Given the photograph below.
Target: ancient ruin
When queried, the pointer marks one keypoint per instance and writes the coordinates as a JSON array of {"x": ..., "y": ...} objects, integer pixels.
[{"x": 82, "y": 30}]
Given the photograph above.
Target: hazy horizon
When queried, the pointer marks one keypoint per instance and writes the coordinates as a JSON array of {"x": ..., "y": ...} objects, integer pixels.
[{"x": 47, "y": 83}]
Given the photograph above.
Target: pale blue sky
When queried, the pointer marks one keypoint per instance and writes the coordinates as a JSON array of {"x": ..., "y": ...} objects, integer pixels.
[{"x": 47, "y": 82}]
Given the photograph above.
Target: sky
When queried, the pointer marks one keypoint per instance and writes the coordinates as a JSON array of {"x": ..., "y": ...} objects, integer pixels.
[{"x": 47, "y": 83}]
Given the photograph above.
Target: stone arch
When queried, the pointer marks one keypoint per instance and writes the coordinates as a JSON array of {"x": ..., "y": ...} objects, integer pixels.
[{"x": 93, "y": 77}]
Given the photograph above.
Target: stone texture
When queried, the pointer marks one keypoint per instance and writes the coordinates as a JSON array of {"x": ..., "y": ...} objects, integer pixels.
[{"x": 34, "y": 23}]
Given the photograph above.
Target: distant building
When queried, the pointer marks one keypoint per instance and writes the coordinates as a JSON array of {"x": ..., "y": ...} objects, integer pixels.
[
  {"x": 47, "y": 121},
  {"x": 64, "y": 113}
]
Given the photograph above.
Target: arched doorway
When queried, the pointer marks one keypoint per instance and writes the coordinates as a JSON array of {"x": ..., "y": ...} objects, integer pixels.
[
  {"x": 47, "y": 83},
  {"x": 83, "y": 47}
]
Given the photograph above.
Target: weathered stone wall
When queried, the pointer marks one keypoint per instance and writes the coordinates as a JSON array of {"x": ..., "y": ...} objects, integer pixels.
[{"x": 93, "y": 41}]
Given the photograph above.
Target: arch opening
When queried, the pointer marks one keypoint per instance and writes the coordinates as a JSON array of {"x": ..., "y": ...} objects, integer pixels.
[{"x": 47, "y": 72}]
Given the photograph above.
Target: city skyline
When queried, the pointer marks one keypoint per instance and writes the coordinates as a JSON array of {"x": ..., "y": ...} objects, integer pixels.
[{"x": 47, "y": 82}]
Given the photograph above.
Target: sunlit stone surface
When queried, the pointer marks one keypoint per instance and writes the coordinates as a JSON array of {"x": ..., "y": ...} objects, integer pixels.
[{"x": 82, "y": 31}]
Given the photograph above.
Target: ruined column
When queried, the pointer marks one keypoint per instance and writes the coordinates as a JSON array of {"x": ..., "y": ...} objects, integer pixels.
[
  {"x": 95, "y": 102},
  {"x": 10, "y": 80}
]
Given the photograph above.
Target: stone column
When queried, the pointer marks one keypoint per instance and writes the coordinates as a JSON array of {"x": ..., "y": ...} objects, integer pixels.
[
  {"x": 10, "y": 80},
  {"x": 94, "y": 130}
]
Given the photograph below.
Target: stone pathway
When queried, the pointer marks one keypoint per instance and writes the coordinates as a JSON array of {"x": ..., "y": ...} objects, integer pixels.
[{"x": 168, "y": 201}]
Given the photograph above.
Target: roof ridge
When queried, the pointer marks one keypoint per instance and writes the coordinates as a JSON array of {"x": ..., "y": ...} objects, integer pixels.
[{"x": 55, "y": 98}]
━━━━━━━━━━━━━━━━
▶ [EXERCISE DESCRIPTION]:
Transcribe the entries exactly, and make each line match the original.

▶ [SOLUTION]:
Given the photograph below.
Target: ancient ruin
When queried, the pointer marks one keypoint per instance and writes the coordinates as a JSON array of {"x": ..., "y": ...} objects, integer pixels.
[{"x": 82, "y": 30}]
Given the photograph above.
Target: hazy horizon
When queried, the pointer marks one keypoint per instance and writes the coordinates as a JSON array of {"x": ..., "y": ...} objects, integer pixels.
[{"x": 47, "y": 83}]
Given the photograph above.
Target: pale blue sky
When queried, the pointer marks one keypoint per instance and writes the coordinates as a JSON array of {"x": ..., "y": ...} objects, integer pixels.
[{"x": 47, "y": 82}]
Given the photograph above.
Target: sky
When queried, the pointer marks one keypoint per instance and writes the coordinates as a JSON array of {"x": ..., "y": ...} objects, integer pixels.
[{"x": 47, "y": 83}]
Given the photograph above.
Target: stone arch
When queried, the pointer marks one keypoint per instance and writes the coordinates as a JSON array of {"x": ..., "y": ...} objects, integer pixels.
[{"x": 93, "y": 77}]
Given the photograph above.
Target: stone texture
When queried, the pointer marks one keypoint per instance and writes the coordinates as a JSON array of {"x": ..., "y": ...} objects, integer pixels.
[{"x": 34, "y": 23}]
Given the photograph above.
Target: distant building
When queried, the pointer marks one keypoint per instance and writes the coordinates as a JSON array of {"x": ..., "y": ...} objects, integer pixels.
[
  {"x": 47, "y": 121},
  {"x": 64, "y": 113}
]
Given the photograph above.
Target: arched doorway
When queried, the pointer marks one keypoint per instance and writes the coordinates as a JSON array of {"x": ..., "y": ...} objects, integer pixels.
[
  {"x": 47, "y": 83},
  {"x": 83, "y": 47}
]
Given the photograph above.
Target: weathered stone wall
When queried, the pointer marks one keypoint per instance and writes the coordinates as a JSON array of {"x": ..., "y": ...} objects, integer pixels.
[{"x": 93, "y": 41}]
Given the photograph above.
Target: arch opening
When queried, the pointer marks one keypoint per instance and writes the coordinates as a JSON array of {"x": ..., "y": ...} objects, integer pixels.
[{"x": 47, "y": 72}]
Given the photograph above.
Target: city skyline
When queried, the pointer marks one keypoint per instance and writes the coordinates as a JSON array of {"x": ..., "y": ...} objects, integer pixels.
[{"x": 47, "y": 82}]
Given the photograph above.
Target: sunlit stone surface
When queried, the pointer marks one keypoint per instance and writes the coordinates as a JSON array of {"x": ..., "y": ...} objects, integer pixels.
[{"x": 82, "y": 31}]
Given the photograph above.
Target: ruined column
When queried, the pointer marks one keypoint per instance and writes the coordinates as a JSON array of {"x": ..., "y": ...} objects, integer pixels.
[
  {"x": 95, "y": 102},
  {"x": 10, "y": 80}
]
Given the photograph above.
Target: stone column
When queried, the pointer marks one keypoint per instance and writes the coordinates as a JSON array of {"x": ..., "y": ...} objects, integer pixels.
[
  {"x": 10, "y": 80},
  {"x": 94, "y": 130}
]
Given the photograph below.
Target: stone pathway
When queried, the pointer marks one keypoint per instance and writes the coordinates as a JSON array of {"x": ..., "y": ...} objects, integer pixels.
[{"x": 168, "y": 201}]
Given the photograph above.
Target: roof ridge
When queried, the pointer marks one keypoint per instance and writes the coordinates as a JSON array of {"x": ..., "y": ...} objects, integer pixels.
[{"x": 55, "y": 98}]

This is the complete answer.